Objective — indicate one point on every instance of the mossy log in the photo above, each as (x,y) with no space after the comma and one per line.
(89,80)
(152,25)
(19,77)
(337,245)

**GOAL:**
Reproduce the records above verbatim, line for line.

**RESULT:**
Objective — indicate one point on every instance of the mossy log in the photo above, each as (x,y) with no space after the comma and one per line.
(89,80)
(152,25)
(19,77)
(337,245)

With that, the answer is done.